■ PROBLEM DETAILS
Reproduce the records exactly, from the line with "# point at: sofa" (including that line) through the last line of the records.

____ EXTRACTED MATERIAL

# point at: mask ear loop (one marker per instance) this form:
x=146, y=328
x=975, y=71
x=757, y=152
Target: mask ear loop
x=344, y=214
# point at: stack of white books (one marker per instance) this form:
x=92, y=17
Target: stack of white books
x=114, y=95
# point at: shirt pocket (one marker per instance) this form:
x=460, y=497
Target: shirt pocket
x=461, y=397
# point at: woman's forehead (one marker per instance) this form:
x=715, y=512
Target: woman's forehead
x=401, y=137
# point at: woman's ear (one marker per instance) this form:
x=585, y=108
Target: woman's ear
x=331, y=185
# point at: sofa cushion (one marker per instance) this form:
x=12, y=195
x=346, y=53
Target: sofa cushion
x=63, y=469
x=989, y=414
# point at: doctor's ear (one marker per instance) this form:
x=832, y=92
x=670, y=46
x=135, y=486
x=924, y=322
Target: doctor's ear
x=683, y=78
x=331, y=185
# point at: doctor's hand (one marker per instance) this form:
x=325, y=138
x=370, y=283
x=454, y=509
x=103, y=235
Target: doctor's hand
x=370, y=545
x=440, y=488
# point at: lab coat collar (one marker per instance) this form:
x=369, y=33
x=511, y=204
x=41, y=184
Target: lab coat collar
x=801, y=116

________

■ TASK RESPONSE
# point at: sofa cushion (one marker per instance) this form:
x=12, y=195
x=346, y=53
Target: sofa cushion
x=63, y=469
x=989, y=414
# point at: doctor's ear (one marker per instance) this form:
x=832, y=92
x=670, y=46
x=135, y=486
x=924, y=322
Target: doctor's ear
x=683, y=78
x=331, y=185
# point at: doctor's hand (one marker per instance) this form:
x=325, y=138
x=370, y=283
x=454, y=509
x=103, y=235
Target: doctor's hand
x=370, y=545
x=440, y=488
# point at: lab coat collar (one marker per instance) this form:
x=369, y=33
x=511, y=204
x=41, y=184
Target: lab coat collar
x=801, y=116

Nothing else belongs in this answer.